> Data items

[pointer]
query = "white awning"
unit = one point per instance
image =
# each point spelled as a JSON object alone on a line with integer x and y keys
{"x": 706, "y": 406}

> What you have to do
Copy the records. Each line should match exactly.

> Response to the exercise
[pointer]
query = "white awning"
unit = one point per instance
image =
# each point spelled as a JSON object alone on a line with integer x and y keys
{"x": 706, "y": 406}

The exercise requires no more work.